====== EXTRACTED RECORDS ======
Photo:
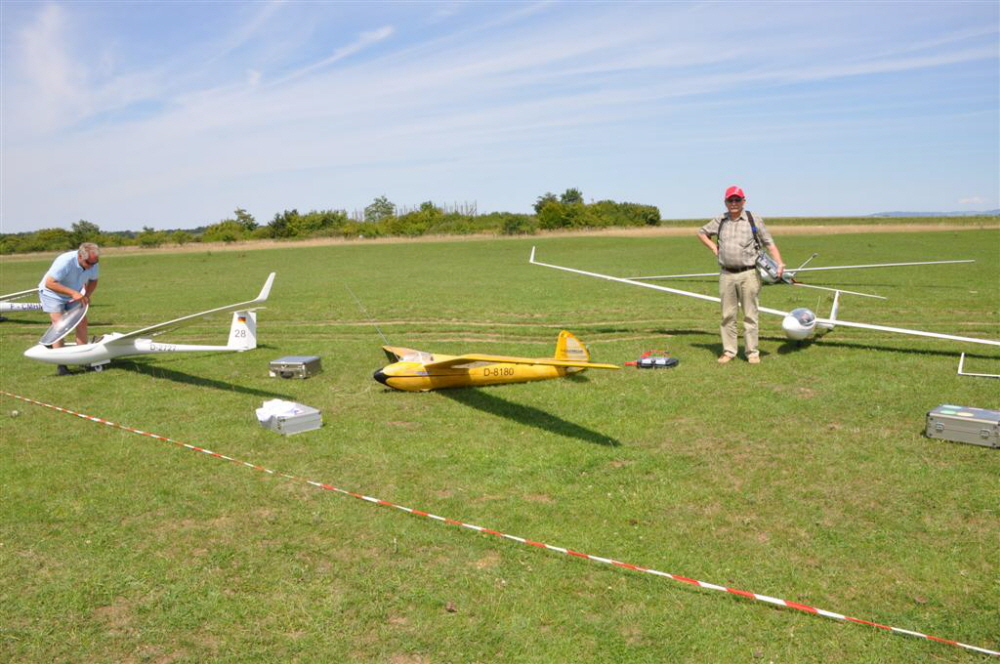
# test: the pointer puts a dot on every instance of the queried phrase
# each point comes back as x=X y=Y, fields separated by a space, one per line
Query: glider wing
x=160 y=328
======
====== EXTRACTED RECORDS ======
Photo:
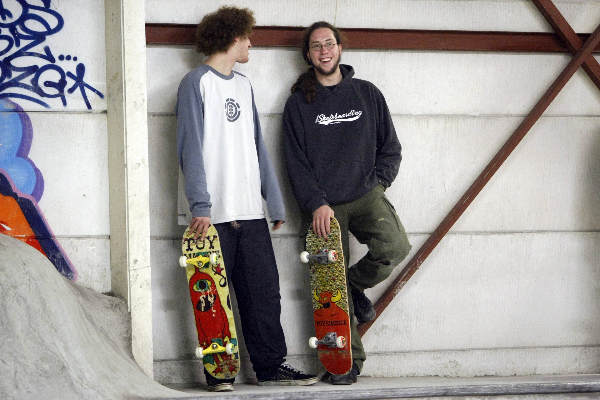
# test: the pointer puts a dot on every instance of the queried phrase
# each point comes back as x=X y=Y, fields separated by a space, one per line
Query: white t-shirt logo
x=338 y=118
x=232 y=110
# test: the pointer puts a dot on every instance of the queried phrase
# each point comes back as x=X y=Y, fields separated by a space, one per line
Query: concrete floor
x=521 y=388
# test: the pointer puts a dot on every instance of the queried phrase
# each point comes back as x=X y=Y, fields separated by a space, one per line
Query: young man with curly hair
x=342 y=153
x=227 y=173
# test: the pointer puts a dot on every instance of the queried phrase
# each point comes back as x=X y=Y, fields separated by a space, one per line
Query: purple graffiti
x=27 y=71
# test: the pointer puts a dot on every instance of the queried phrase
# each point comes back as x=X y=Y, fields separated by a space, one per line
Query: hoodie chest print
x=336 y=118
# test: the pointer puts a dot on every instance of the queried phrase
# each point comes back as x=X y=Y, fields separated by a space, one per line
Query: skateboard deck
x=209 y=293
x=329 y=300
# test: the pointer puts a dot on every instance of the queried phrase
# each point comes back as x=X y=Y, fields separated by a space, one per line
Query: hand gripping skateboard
======
====== EXTRACTED RECORDS ======
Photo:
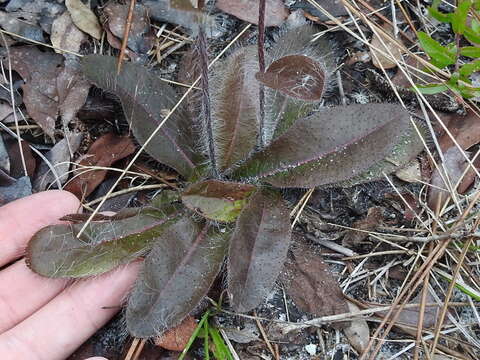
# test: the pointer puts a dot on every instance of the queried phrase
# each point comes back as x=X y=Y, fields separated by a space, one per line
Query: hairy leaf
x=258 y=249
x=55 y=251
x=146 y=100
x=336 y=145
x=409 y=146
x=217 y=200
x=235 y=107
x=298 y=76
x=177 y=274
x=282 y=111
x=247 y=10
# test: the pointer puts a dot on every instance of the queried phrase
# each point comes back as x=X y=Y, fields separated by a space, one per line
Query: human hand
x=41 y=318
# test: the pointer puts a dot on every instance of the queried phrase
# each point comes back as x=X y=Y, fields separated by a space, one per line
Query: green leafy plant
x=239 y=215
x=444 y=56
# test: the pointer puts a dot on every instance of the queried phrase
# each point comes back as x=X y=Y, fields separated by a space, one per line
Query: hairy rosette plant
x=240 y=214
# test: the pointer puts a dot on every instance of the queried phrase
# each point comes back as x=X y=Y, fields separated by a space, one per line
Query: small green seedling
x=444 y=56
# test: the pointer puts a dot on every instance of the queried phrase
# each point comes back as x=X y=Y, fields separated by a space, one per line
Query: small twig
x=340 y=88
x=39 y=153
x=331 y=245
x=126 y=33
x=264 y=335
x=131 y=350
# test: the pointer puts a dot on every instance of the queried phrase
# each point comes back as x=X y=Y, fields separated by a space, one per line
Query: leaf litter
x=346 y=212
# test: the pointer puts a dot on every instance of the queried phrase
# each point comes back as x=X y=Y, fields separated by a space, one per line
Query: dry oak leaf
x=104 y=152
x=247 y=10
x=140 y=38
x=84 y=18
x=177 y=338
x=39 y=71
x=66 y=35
======
ABOUT THIS TASK
Could you restate word for word the lines above, from the one that contains "Query: young man with curly hair" through the one that contains "Query: hand gripping skateboard", and no others?

SOLUTION TO THE PROBLEM
Query: young man with curly hair
x=342 y=153
x=227 y=173
# test: the pointer puts a dot on every instance of the queried phrase
# each point comes back as x=X y=Y, fields separated by a space, one per line
Query: purple graffiti
x=27 y=71
# test: the pointer puts a dot on every instance of the queried phrase
# each point comes back as x=X y=Y, fields separated by a space, one per line
Query: hoodie chest print
x=336 y=118
# test: the pointer puts a dot on every instance of the queried phrase
# each point comes back as x=X y=Y, fields separated by a space, one per line
Query: skateboard deck
x=209 y=293
x=329 y=300
# test: the pointer puts a dot on every instance of the queried phrase
# each point comes back as x=X y=Y, fields separated by a space, one per line
Query: hand gripping skateboard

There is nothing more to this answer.